AIM OF THE TASK:
Please swap "photo" for "image" throughout all the items below, changing nothing else, and leave the pictures out of your answer.

THE DATA:
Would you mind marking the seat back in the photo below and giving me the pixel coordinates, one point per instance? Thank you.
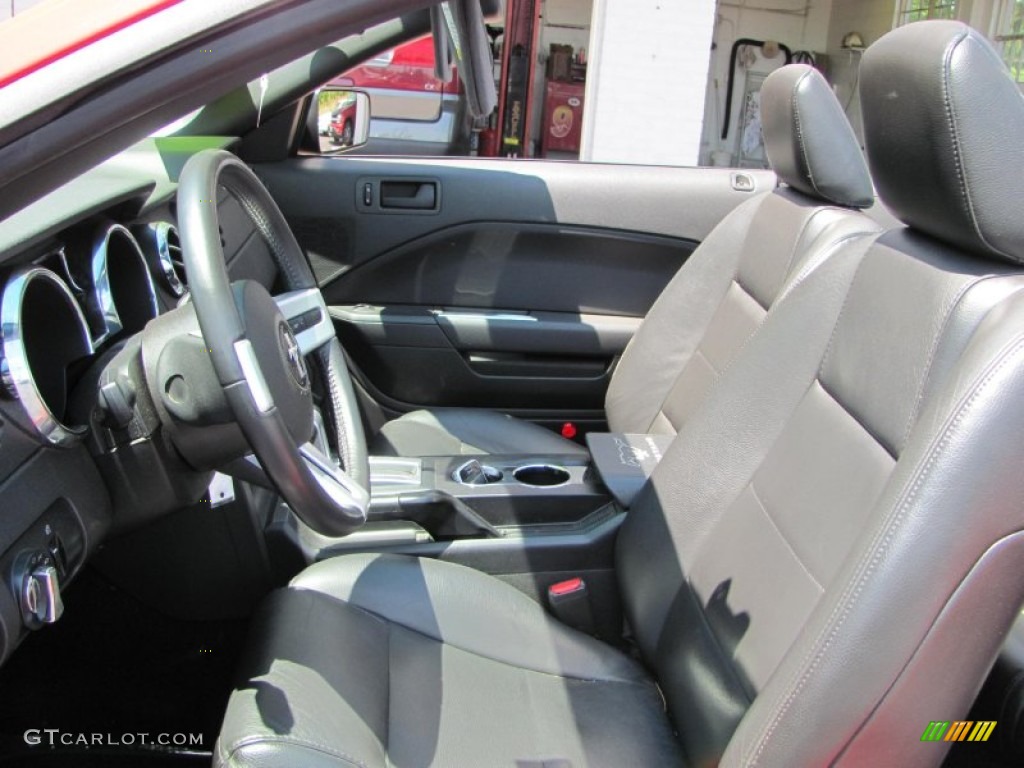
(828, 556)
(724, 290)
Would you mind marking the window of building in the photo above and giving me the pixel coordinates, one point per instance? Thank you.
(919, 10)
(1009, 36)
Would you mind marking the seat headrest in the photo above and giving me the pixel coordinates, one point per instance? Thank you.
(944, 127)
(808, 139)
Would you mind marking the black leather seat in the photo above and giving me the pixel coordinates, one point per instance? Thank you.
(826, 559)
(718, 297)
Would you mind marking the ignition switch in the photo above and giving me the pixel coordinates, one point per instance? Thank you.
(41, 602)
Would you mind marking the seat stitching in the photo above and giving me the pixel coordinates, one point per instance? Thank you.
(785, 541)
(880, 541)
(798, 131)
(387, 720)
(958, 166)
(939, 334)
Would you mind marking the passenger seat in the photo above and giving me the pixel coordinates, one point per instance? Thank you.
(717, 299)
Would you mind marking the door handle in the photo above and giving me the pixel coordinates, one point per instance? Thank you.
(419, 196)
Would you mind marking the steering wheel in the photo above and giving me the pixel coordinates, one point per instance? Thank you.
(259, 344)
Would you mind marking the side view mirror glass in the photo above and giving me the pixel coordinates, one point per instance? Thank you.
(342, 119)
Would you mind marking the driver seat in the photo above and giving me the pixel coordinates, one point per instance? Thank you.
(825, 560)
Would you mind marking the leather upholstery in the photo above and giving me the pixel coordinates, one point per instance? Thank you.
(713, 305)
(452, 668)
(810, 143)
(826, 558)
(936, 158)
(717, 299)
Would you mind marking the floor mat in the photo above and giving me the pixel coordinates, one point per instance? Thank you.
(117, 683)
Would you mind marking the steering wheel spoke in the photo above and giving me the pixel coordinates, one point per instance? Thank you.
(307, 314)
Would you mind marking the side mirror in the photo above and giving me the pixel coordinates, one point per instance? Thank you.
(342, 119)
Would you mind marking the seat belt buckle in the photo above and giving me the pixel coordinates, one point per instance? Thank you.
(569, 602)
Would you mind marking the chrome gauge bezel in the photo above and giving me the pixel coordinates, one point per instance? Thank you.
(101, 280)
(16, 370)
(158, 236)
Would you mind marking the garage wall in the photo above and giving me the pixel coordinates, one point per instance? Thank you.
(798, 24)
(871, 19)
(648, 64)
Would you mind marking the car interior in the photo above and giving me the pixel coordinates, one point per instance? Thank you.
(348, 460)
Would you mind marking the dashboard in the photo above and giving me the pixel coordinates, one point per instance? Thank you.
(82, 271)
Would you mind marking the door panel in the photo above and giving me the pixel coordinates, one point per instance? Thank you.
(517, 288)
(510, 360)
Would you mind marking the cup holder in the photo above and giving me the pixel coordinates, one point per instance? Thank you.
(542, 475)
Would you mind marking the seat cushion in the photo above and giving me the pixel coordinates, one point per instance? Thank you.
(466, 431)
(384, 659)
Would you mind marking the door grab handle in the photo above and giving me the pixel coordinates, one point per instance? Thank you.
(421, 196)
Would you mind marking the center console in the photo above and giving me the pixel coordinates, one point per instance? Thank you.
(461, 504)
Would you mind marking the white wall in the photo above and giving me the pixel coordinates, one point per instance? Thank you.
(801, 25)
(645, 84)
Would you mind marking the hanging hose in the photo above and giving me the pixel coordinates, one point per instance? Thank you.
(732, 74)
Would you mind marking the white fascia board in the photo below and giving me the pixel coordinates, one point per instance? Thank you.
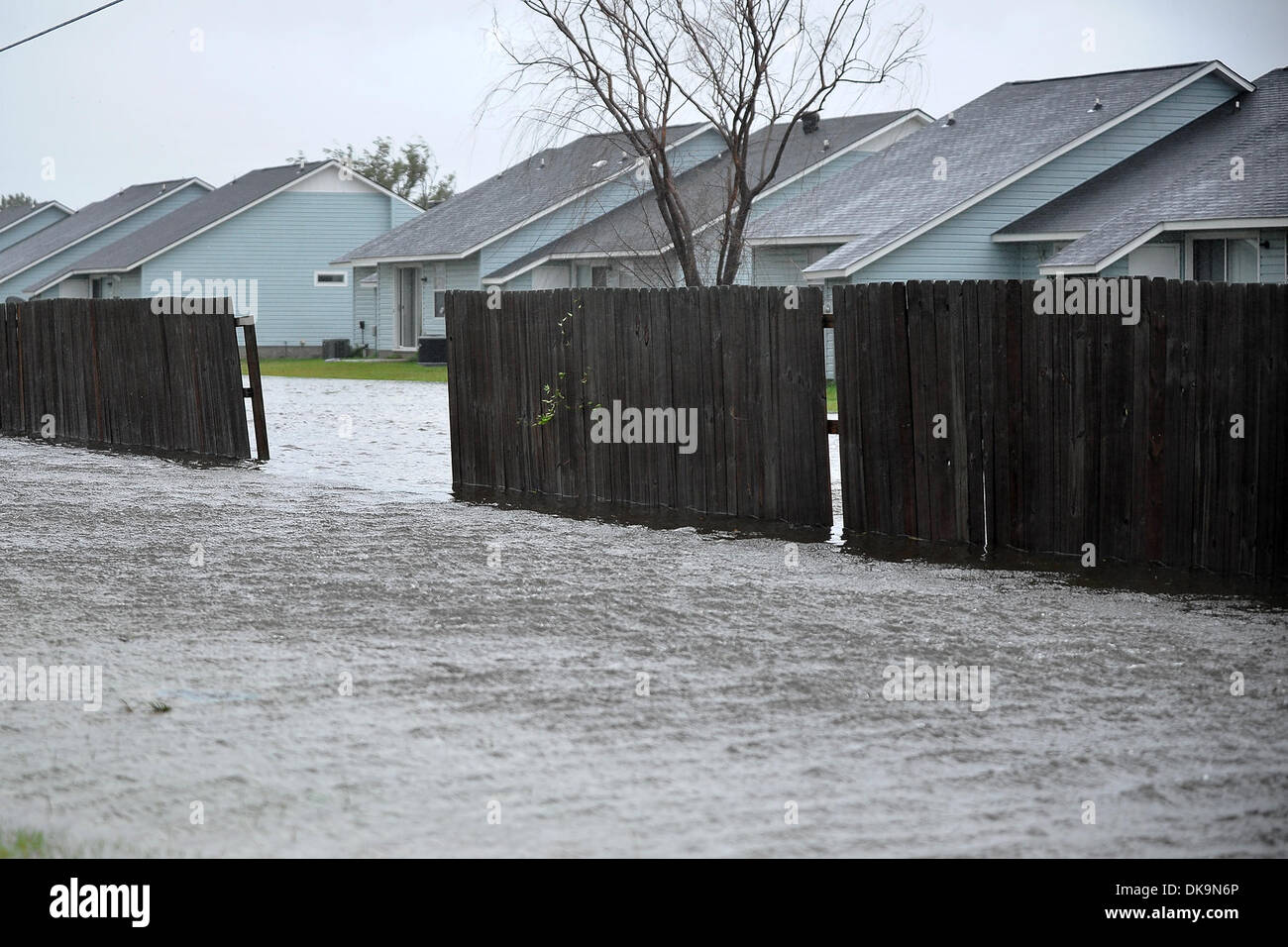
(1225, 223)
(1038, 237)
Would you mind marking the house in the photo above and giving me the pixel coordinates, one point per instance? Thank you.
(1207, 202)
(20, 222)
(52, 248)
(581, 214)
(978, 195)
(630, 245)
(269, 236)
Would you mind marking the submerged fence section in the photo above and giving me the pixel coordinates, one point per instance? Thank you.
(112, 372)
(966, 416)
(698, 401)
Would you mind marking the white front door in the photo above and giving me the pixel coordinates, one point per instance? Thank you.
(1155, 260)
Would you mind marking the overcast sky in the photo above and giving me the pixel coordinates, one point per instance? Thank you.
(121, 97)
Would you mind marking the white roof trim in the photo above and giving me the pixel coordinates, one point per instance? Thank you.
(1038, 237)
(275, 191)
(43, 208)
(1228, 223)
(506, 232)
(915, 114)
(1215, 65)
(91, 234)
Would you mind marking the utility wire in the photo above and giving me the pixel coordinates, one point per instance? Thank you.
(65, 22)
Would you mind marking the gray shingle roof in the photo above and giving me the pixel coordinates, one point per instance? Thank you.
(507, 198)
(638, 227)
(992, 138)
(88, 219)
(12, 215)
(1184, 176)
(133, 248)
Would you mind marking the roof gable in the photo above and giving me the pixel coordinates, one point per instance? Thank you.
(983, 146)
(1185, 176)
(86, 222)
(200, 215)
(636, 227)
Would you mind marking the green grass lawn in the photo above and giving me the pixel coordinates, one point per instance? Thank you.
(368, 369)
(389, 369)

EXERCISE ANSWER:
Would you mind marking the seat back in the image below and giving me the pixel coordinates, one point per instance? Thank you.
(828, 556)
(724, 290)
Would you mind marking the window of building in the image above and giving me the pixel coordinates, one point per instance? Thank you.
(919, 10)
(1009, 36)
Would you mind marking the seat headrest in the image above and giving me the pixel coordinates, one point per instance? Thank you.
(944, 127)
(808, 139)
Would you mind marking the black leather seat in the image above and giving me the pixel coordinates, one point per instance? Thank you.
(826, 559)
(718, 297)
Would you mind marking the ignition switch in the image above and giving me the pixel coordinates, one point per instance? Thank you.
(41, 602)
Would you mind marking the seat stitching in the image above and giving me the pixel coordinates, one point per instance? Thank you.
(785, 541)
(880, 541)
(798, 131)
(387, 720)
(958, 166)
(939, 334)
Would you mind marking the passenger seat in the image above and giving me the pixel coordinates, one point per instance? Thank you.
(717, 299)
Would you mind marking the door handle in the image above and giving me the pixel coordinates, one point per instance? Thank you.
(419, 196)
Would you mind marking the steering wheel in the image above and giving me the pixel coordinates, one point per instance? Thank you.
(259, 344)
Would you mind marking the side view mirror glass in the image above and giving me the pixel coordinates, one point per instance? Thank you.
(342, 119)
Would you mind marking the driver seat in the image above and giving me the pixel coordinates, one point per instance? Thank you.
(825, 560)
Would you mind marking the leather upholstery in the image above and giving me the pixel coordinates, one point per instance? Thank you.
(713, 305)
(452, 668)
(810, 143)
(826, 558)
(936, 158)
(717, 299)
Would you mind marking the floor mat in the image above and giving me the pixel coordinates, one point per instance? Thank you.
(117, 683)
Would you mind marking the steering wheel spoke in the image above and giving me the pixel coordinates, one point per instance? Thank you.
(307, 314)
Would you mind marking the side mirror in the image above and giving me the pixel coordinates, one point per instance? Thank you.
(342, 119)
Would you mind marking the seat belt buckle in the image above and giving me the pixel coordinates, one point per instance? Thank you.
(569, 602)
Would you mind marking the chrome gauge bezel in the image above and giving me the pixel coordinates, one point per instance? Thank you.
(101, 280)
(16, 370)
(158, 236)
Would you mind marking the garage wall in the image above and giving me the pixel coordinates, one point per instance? Thank you.
(798, 24)
(871, 19)
(648, 64)
Would you mind marking the car interior in the image above and giving me the pixel coordinates, one point per instance? Thank you.
(348, 460)
Would you mind marking the dashboard in the image above and giving me the pixel coordinates, one point per instance? Thank you.
(82, 271)
Would you mind marking the door panel in the image above and giving me the pixel coordinates, one point per instance? Thank you.
(517, 288)
(510, 360)
Would you mind marking the cup holder in the image above and giving me the pixel coordinates, one point per instance? Thank you.
(542, 475)
Would you mind marking the seat cushion in the image above and giving me the pixel coordinates, one point per instance? Thank you.
(466, 431)
(384, 659)
Would you mind marking the door grab handle in the image above and giving me the pixel coordinates, one point per instance? Thank you.
(421, 196)
Would you mind marking the center console in the image above and giving me the pixel coordinates, one point per instance? Thank you.
(461, 504)
Would you mind marking the white wall in the image above and giving me the pixel coordinates, one point per instance? Thank you.
(801, 25)
(645, 84)
Would you mind marking the hanging hose in the image above and giving me the pixel coordinates, one point per instance? Thank you.
(732, 74)
Would you mind marking the white fascia board in the image below and giving me the pixel coordinates, one point per instance? Thank you.
(1225, 223)
(1038, 237)
Would you mind marking the house in the image above and giving me the pixel coordinates, one point per instance? Thank you.
(1207, 202)
(20, 222)
(52, 248)
(581, 214)
(978, 195)
(630, 245)
(269, 236)
Would you mind marking the submerged fence section in the image above and giving me the pixel coordinates, one point per instance? Thank you.
(112, 372)
(966, 416)
(698, 401)
Would you mind marking the white front door in the image above and giving me the pixel coordinates, one point per instance? Thank you.
(1155, 260)
Would you mind marking the overcast sky in the image above and giving me the pixel coordinates, one point per instance? Thank you.
(121, 97)
Would you mind marking the white roof trim in the image above and giving me the pixel coordinates, one point per instance? Thank you.
(1038, 237)
(275, 191)
(43, 208)
(1228, 223)
(506, 232)
(915, 114)
(1215, 65)
(91, 234)
Would you mind marking the utility wire in the image above and giving me the pixel coordinates, one point per instance? Thank you.
(65, 22)
Would you mind marking the gray shingle roof in the image above and giving me the pixel coordinates, one point per instance? Thank you.
(507, 198)
(638, 227)
(992, 138)
(88, 219)
(12, 215)
(1184, 176)
(133, 248)
Would you mind marking the roof gable in the image above and giving me the pixel coordinates, one point per instance? Thank you.
(983, 146)
(1185, 176)
(86, 222)
(200, 215)
(636, 227)
Would you mind marking the green grass lawn in the image above and giving me the pixel coordinates, one point per instance? Thank you.
(368, 369)
(389, 369)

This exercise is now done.